*PROBLEM TO WORK ON*
Go through the lines below and tally those containing the string "ceiling". Respond with the number only.

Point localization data
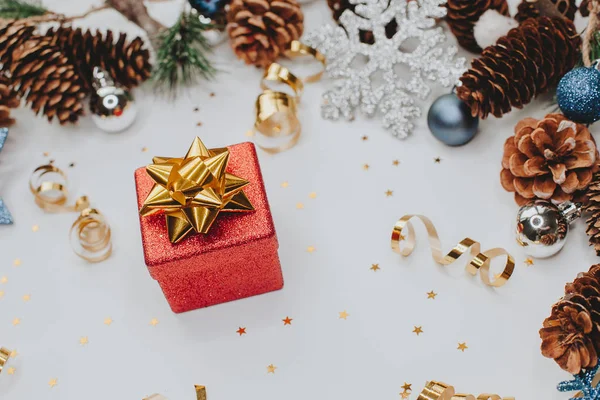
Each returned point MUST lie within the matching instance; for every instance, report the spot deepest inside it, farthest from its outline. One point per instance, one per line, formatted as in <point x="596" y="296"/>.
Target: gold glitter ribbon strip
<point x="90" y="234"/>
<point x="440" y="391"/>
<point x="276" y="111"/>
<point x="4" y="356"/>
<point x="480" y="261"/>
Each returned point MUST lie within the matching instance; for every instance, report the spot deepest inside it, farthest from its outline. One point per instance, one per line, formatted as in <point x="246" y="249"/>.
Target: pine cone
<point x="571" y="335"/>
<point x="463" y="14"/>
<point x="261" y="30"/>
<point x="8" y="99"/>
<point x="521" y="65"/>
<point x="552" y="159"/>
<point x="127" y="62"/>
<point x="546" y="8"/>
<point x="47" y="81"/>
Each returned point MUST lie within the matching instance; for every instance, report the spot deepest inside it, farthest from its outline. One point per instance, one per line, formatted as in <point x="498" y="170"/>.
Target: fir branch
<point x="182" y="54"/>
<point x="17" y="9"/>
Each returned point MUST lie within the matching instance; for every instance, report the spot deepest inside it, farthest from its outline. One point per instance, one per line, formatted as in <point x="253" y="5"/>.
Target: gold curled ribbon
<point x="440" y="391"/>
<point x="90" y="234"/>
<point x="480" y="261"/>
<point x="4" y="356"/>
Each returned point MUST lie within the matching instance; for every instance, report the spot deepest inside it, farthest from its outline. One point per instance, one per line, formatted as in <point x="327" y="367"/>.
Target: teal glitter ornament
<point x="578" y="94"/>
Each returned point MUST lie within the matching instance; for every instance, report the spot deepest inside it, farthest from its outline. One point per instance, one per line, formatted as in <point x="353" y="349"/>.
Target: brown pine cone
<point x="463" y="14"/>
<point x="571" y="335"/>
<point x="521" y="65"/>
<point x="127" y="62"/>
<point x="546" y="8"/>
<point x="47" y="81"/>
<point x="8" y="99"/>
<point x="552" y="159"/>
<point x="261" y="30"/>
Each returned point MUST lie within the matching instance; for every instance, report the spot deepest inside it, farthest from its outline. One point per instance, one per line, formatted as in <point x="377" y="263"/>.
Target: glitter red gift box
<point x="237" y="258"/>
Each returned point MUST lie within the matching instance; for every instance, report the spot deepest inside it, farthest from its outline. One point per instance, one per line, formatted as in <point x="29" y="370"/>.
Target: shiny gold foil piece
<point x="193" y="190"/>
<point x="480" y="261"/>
* * *
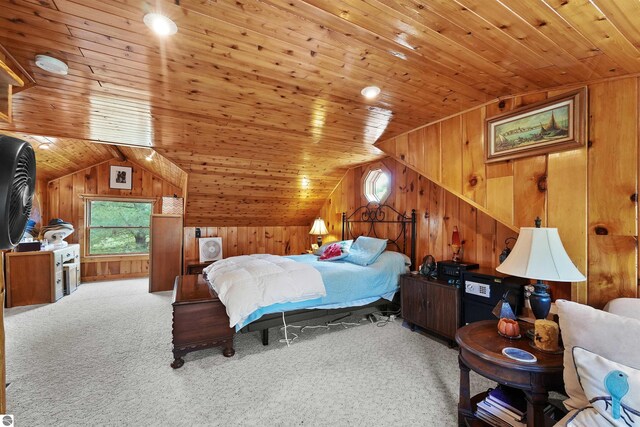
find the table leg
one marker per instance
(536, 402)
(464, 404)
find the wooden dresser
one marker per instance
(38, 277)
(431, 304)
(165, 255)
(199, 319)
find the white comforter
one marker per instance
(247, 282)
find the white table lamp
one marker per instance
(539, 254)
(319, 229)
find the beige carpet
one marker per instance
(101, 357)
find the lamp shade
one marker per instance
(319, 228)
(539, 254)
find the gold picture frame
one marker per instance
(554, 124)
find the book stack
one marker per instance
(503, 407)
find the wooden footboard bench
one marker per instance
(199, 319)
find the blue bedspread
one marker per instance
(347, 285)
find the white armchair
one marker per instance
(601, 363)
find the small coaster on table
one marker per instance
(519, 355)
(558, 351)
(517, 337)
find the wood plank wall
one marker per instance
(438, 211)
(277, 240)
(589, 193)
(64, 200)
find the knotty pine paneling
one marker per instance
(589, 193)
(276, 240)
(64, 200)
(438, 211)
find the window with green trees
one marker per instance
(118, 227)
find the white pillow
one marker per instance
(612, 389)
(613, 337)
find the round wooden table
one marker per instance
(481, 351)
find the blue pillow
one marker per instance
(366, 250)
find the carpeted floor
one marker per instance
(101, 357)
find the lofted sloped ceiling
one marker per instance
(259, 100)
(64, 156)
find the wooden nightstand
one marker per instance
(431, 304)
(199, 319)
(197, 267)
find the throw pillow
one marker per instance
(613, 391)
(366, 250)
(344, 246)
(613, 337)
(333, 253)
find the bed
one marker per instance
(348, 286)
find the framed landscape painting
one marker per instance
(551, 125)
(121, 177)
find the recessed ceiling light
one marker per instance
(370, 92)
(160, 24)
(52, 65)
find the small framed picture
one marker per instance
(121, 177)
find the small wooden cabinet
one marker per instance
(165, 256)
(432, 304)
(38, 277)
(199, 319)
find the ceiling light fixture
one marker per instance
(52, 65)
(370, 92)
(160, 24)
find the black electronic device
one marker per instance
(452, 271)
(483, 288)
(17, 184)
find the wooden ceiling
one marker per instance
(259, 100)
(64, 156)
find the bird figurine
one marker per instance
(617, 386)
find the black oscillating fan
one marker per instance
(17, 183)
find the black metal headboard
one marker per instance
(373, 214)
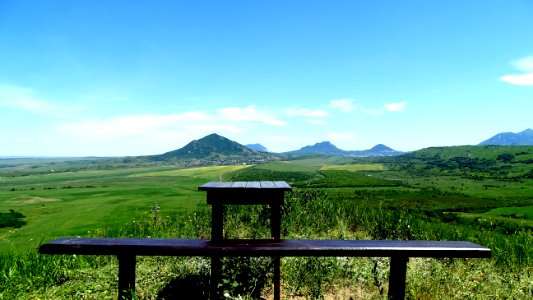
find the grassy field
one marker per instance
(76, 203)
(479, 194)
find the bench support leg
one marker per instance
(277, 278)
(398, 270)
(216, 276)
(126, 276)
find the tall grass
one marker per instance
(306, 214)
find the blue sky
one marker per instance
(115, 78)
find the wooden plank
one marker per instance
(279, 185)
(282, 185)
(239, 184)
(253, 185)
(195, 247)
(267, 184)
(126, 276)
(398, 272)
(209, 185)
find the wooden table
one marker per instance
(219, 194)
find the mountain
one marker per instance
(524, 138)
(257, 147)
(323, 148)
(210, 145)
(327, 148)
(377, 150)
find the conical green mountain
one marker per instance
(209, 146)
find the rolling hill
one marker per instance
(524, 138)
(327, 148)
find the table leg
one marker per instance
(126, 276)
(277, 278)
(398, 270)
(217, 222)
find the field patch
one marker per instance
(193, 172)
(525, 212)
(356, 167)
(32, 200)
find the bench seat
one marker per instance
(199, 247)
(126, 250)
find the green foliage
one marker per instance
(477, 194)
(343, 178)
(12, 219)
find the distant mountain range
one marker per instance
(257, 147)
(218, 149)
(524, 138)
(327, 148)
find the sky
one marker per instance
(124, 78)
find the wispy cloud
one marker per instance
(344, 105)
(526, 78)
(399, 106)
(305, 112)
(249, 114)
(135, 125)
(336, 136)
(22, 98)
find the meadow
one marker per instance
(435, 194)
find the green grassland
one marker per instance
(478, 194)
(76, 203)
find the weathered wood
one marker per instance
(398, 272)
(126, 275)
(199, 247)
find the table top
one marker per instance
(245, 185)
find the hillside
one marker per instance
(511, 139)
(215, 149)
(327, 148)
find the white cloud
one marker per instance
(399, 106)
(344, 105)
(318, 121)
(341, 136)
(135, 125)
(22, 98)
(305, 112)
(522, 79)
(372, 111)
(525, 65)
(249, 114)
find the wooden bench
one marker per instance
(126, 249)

*THE COMPLETED TASK*
4